> RECORDS FOR THIS TASK
______________________________

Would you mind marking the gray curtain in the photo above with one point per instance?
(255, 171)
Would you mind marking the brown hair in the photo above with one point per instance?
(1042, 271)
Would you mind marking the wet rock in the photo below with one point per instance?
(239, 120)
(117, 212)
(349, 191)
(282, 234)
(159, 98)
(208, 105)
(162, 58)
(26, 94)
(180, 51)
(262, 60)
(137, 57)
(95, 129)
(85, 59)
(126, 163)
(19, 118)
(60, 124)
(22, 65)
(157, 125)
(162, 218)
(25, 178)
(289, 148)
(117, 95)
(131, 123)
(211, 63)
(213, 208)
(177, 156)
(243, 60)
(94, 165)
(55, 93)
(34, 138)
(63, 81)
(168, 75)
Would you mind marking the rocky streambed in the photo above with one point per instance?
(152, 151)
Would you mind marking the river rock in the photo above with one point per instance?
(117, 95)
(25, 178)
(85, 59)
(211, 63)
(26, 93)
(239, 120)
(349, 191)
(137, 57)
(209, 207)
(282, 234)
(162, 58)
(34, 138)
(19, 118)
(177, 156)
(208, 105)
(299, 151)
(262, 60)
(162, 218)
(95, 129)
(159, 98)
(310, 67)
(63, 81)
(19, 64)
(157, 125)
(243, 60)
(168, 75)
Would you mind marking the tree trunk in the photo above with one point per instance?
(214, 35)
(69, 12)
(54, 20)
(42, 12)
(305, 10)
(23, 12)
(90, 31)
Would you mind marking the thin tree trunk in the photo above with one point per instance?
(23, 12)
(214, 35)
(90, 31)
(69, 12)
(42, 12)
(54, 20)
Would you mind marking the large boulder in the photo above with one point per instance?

______________________________

Present every line above as a Markdown table with the columns "Row" and "Line", numbering the rows in order and skipping blank lines.

| Row | Line |
|---|---|
| 1 | Would you mind marking the gray curtain in the photo above with one point per instance? |
| 2 | (255, 171) |
| 3 | Would you mind marking the brown hair in the photo above with one point per instance? |
| 4 | (1042, 271) |
| 5 | Would you mind marking the wet rock in the photo below with one point per instance? |
| 6 | (239, 120) |
| 7 | (117, 212) |
| 8 | (349, 191) |
| 9 | (282, 234) |
| 10 | (159, 98) |
| 11 | (208, 105) |
| 12 | (162, 58) |
| 13 | (26, 94) |
| 14 | (180, 51) |
| 15 | (262, 60) |
| 16 | (137, 57) |
| 17 | (95, 129) |
| 18 | (85, 59) |
| 19 | (126, 163) |
| 20 | (19, 118) |
| 21 | (60, 124) |
| 22 | (22, 65) |
| 23 | (157, 125) |
| 24 | (162, 218) |
| 25 | (25, 178) |
| 26 | (289, 148) |
| 27 | (117, 95) |
| 28 | (131, 123) |
| 29 | (211, 63) |
| 30 | (213, 208) |
| 31 | (177, 156) |
| 32 | (243, 60) |
| 33 | (94, 165) |
| 34 | (55, 93) |
| 35 | (34, 138) |
| 36 | (63, 81) |
| 37 | (168, 75) |
| 38 | Would you mind marking the rocky streambed in the photo above with one point per instance? |
| 39 | (152, 151) |
| 40 | Would you mind marking the river rock in the photo above with one point per instance? |
| 41 | (117, 95) |
| 42 | (25, 178) |
| 43 | (85, 59) |
| 44 | (211, 63) |
| 45 | (26, 93) |
| 46 | (239, 120) |
| 47 | (349, 191) |
| 48 | (137, 57) |
| 49 | (209, 207) |
| 50 | (282, 234) |
| 51 | (162, 58) |
| 52 | (34, 138) |
| 53 | (19, 118) |
| 54 | (177, 156) |
| 55 | (208, 105) |
| 56 | (299, 151) |
| 57 | (262, 60) |
| 58 | (162, 218) |
| 59 | (95, 129) |
| 60 | (159, 98) |
| 61 | (310, 67) |
| 62 | (63, 81) |
| 63 | (19, 64) |
| 64 | (157, 125) |
| 65 | (243, 60) |
| 66 | (168, 75) |
| 67 | Would you mind marking the tree trunk in the photo above with one point per instance? |
| 68 | (214, 35) |
| 69 | (69, 12) |
| 70 | (54, 20) |
| 71 | (42, 12) |
| 72 | (305, 10) |
| 73 | (23, 12) |
| 74 | (90, 31) |
| 75 | Would you mind marking the thin tree trunk in the photo above with one point per instance? |
| 76 | (23, 12) |
| 77 | (214, 35) |
| 78 | (90, 31) |
| 79 | (69, 12) |
| 80 | (42, 12) |
| 81 | (54, 20) |
| 82 | Would you mind marking the large boulder in the photo above with one point per instance? |